ASSIGNMENT:
Continue the methods passage below on enzyme assays in olive leaves from where it stops.

GIVEN TEXT:
>>>>

Olive leaves (0.5 g) were ground with pestle and mortar in liquid nitrogen. The hard leaf tissue of olives was strongly ground into a fine powder by the pestle with high pressure and speed. Then, fine powder transferred into precooled tubes and 1 mL of 50 mM potassium phosphate buffer (pH 7.0), containing 1 mM EDTA and 4 % PVPP was subsequently added to tubes. The homogenate was centrifuged at 15,000g for 15 min at 4 °C. The supernatant was used to measure the activities of SOD, POD, APX, CAT, and PPO and to determine total protein content. All assays were done at 25 °C using a spectrophotometer (T80, PG Instrument., UK).

SOD (EC 1.15.1.1) activity was determined by measuring its ability to inhibit the photoreduction of nitro blue tetrazolium (NBT) according to the methods of Beauchamp and Fridovich (1971). The reaction mixture contained 50 mM phosphate buffer (pH 7.0), 200 mM methionine, 1.125 mM NBT, 1.5 mM EDTA, 75 µM riboflavin, and 0–50 µL of the enzyme extract. Riboflavin was added as the last component. Reaction was carried out in test-tubes at 25 °C under illumination supplied by two fluorescent lamps (20 W). The reaction was initiated by switching on the light and allowed to run for 15 min, and light switching off stopped the reaction. The tubes were then immediately covered with aluminum foil in order to stop the reaction, and then absorbance of the mixture was then read at 560 nm. Identical tubes with complete reaction mixture containing no enzyme extract and developing maximum color served as a control. A non-illuminated complete reaction mixture with no color development served as a blank. Under experimental conditions, the initial rate of reaction, as measured by the difference in the increase of absorbance at 560 nm in the presence and absence of leaf extract was proportional to the amount of enzyme. One unit SOD activity was defined as the amount of enzyme required to inhibit 50 % of the rate of NBT reduction measured at 560 nm. The SOD activity of the extract was expressed as activity unit/g fresh weight (U/g FW).

POD (EC 1.11.1.7) activity in leaves was assayed by the oxidation of guaiacol in the presence of H₂O₂. The increase in absorbance was recorded at 470 nm (Chance and Maehly. 1955). The reaction mixture contained 100 µL of crude enzyme extract, 500 µL of 5 mM H₂O₂, 500 µL of 28 mM guaiacol, and 1,900 µL of 50 mM potassium phosphate buffer (pH 7.0). POD activity of the extract was expressed as activity U/g FW min.

CAT (EC 1.11.1.6) activity was assayed according the method of Beers and Sizer (Beers and Sizer 1952). The decomposition of H₂O₂ was monitored by the decrease in absorbance at 240 nm. The assay mixture contained 2.6 mL of 50 mM potassium phosphate buffer (pH 7.0), 400 µL of 15 mM H₂O₂, and 40 µL of enzyme extract. The CAT activity of the extract was expressed as activity U/g FW min.

<<<<

DATA TO EXAMINE:
>>>>

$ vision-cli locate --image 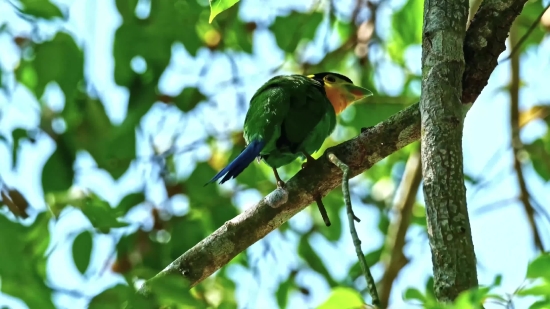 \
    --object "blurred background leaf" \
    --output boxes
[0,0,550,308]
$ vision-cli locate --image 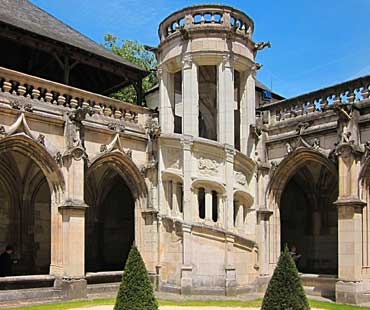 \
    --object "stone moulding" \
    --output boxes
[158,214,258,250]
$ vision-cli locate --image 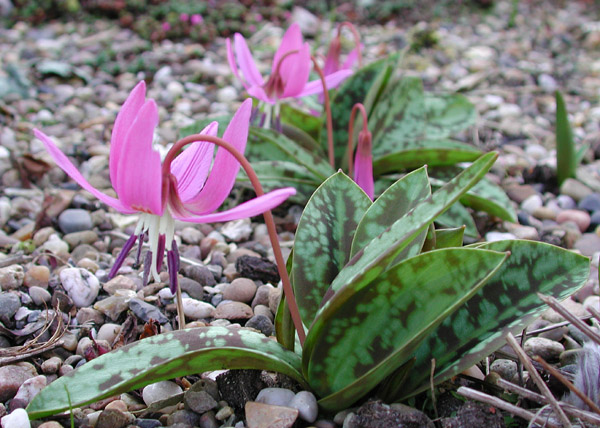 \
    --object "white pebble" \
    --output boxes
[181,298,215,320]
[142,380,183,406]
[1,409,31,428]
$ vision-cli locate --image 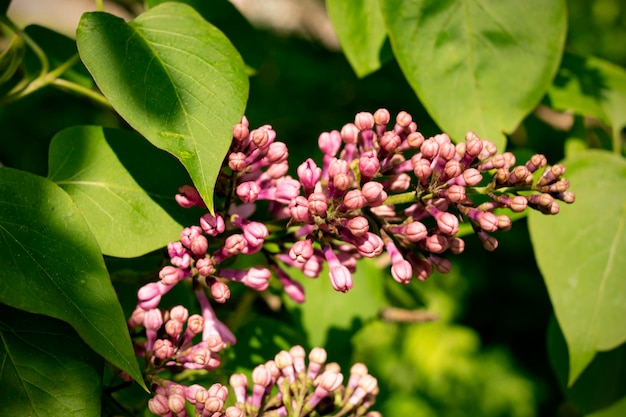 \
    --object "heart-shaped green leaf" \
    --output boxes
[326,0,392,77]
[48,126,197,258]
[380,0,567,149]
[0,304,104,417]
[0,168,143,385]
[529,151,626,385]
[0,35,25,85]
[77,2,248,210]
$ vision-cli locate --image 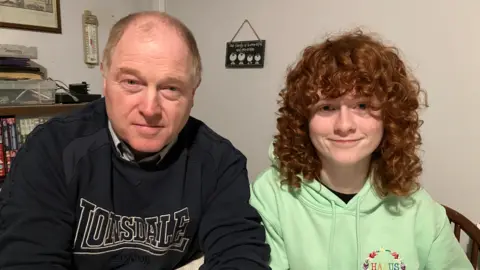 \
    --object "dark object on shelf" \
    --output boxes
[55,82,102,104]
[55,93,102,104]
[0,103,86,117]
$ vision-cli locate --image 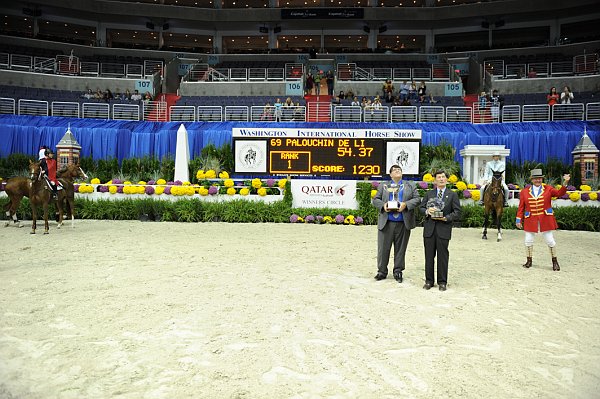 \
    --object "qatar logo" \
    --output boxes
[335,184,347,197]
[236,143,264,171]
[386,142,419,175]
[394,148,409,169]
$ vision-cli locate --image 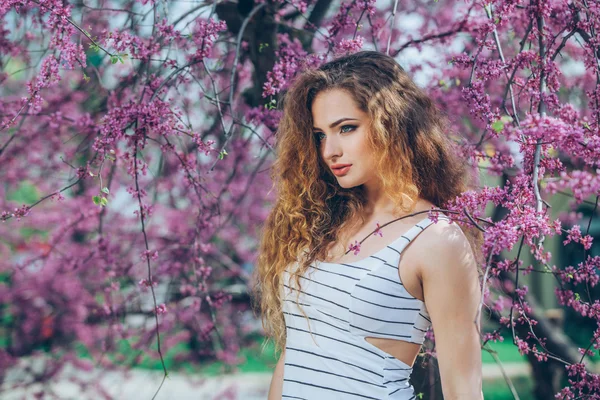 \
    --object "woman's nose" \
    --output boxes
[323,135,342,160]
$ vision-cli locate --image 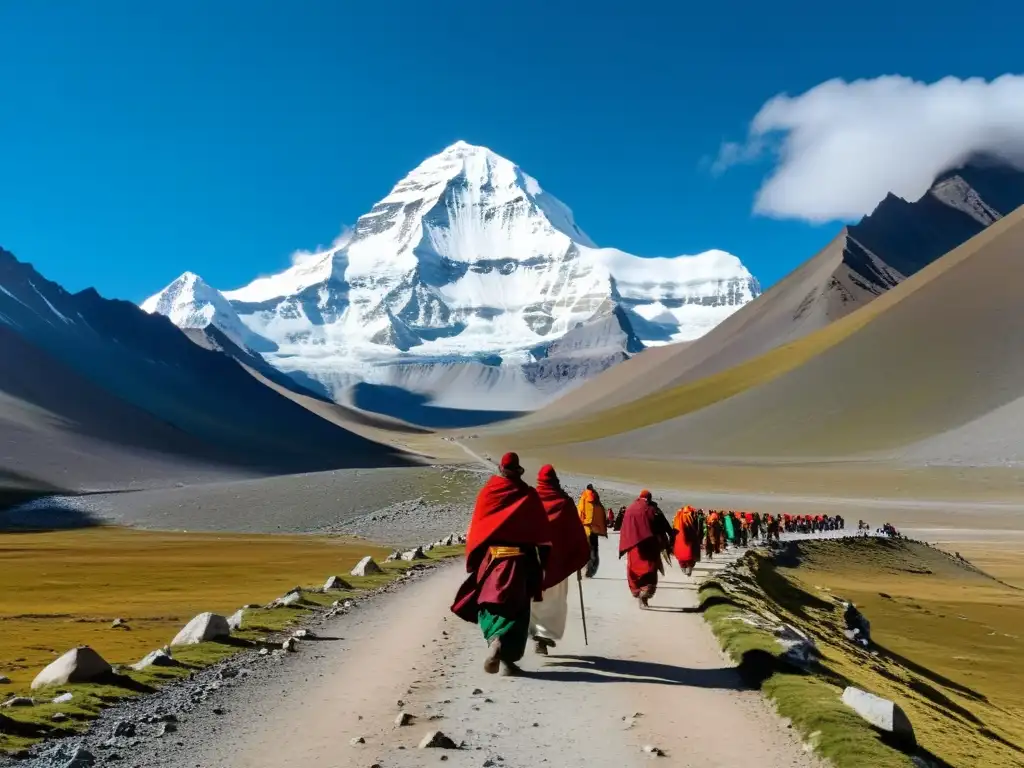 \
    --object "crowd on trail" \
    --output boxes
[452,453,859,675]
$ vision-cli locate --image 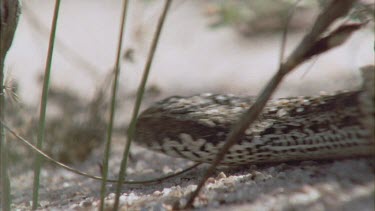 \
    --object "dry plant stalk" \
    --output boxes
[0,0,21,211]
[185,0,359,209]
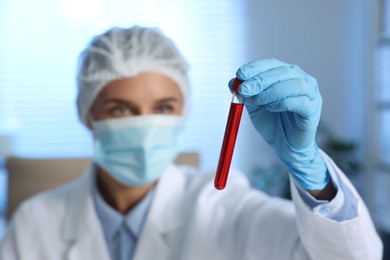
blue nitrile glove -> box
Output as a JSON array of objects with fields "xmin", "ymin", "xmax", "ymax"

<<<<

EXERCISE OUTPUT:
APX (EC 1.11.1.11) activity was measured according to Nakano and Asada (1980). The reaction mixture contained 50 mM (pH 7.0) potassium phosphate buffer (pH 7.0), 0.1 mM EDTA, 0.25 mM ascorbate, 1.0 mM H₂O₂, and 100 µL of the enzymes extract. H₂O₂-dependent oxidation of ascorbate was followed by a decrease in the absorbance at 290 nm. The APX activity of the extract was expressed as activity U/g FW min.

PPO (EC 1.10. 3. 1) activity was assayed with 4-methylcatechol as a substrate as described in (Luh and Phithakpol 1972) with some modifications. The assay of the enzyme activity was performed using 2 mL of 0.1 mM sodium phosphate buffer (pH 6.8), 0.5 mL of 100 mM 4-methylcatechol, and 0.5 mL of the enzyme solution. The increase in absorbance at 420 nm was recorded. The PPO activity was expressed as activity U/100 g FW min.

PAL activity was assayed according to the method of Assis et al. (2001), with slight modifications. One hundred microliter of enzyme extract was incubated with 2.4 mL of borate buffer 50 mM, pH 8.8 and 0.5 ml of l-phenylalanine (20 mM) for 60 min at 37 °C. The reaction was stopped with 1 mL HCl (1 M). PAL activity was determined by the production of cinnamate, which was measured at 290 nm absorbance. The control mixture was stopped by adding 1 ml HCl immediately after mixing the crude enzyme preparation with l-phenylalanine. Specific enzyme activity was defined as µmoles cinnamic acid/h/FW.

Proline and protein content

Proline content was determined spectrophotometrically by adopting the ninhydrin method of Bates et al. (1973). Three hundred mg of fresh leaf samples were homogenized in 3 % sulfosalicylic acid and the homogenate was centrifuged at 12,000g for 10 min. Two microliter of the supernatant was reacted with 2 mL acid ninhydrin (Acid-ninhydrin was prepared by warming 1.25 g ninhydrin in 30 mL glacial acetic acid and 20 mL·6 M phosphoric acid, with agitation, until dissolved) and 2 mL of glacial acetic acid in a test tube for 60 min at 100 °C, and the reaction terminated in an ice bath. The reaction mixture was extracted with 4 mL toluene, mixed vigorously with a test tube stirrer for 15–20 s. Free proline was quantified spectrophotometrically at 520 nm using l-proline as a standard, and its content was expressed as μmol/g FW.

Protein content was also determined according to the method of Bradford (1976) using BSA as a standard.

Statistical analysis

The experiment was performed in a randomized complete block design in factorial arrangement. The values are mean values ± SE of three replicates. Statistical analysis was carried out using SAS software (Version 9.1, SAS Instituted, Cary, NC, USA). Analysis of variance between treatment means was carried out with using LSD test at p ≤ 0.05. Regression and correlations between LT₅₀ and biochemical traits were also analyzed using Sigmaplot (version 11). The graphics were made using Excel and Sigmaplot softwares.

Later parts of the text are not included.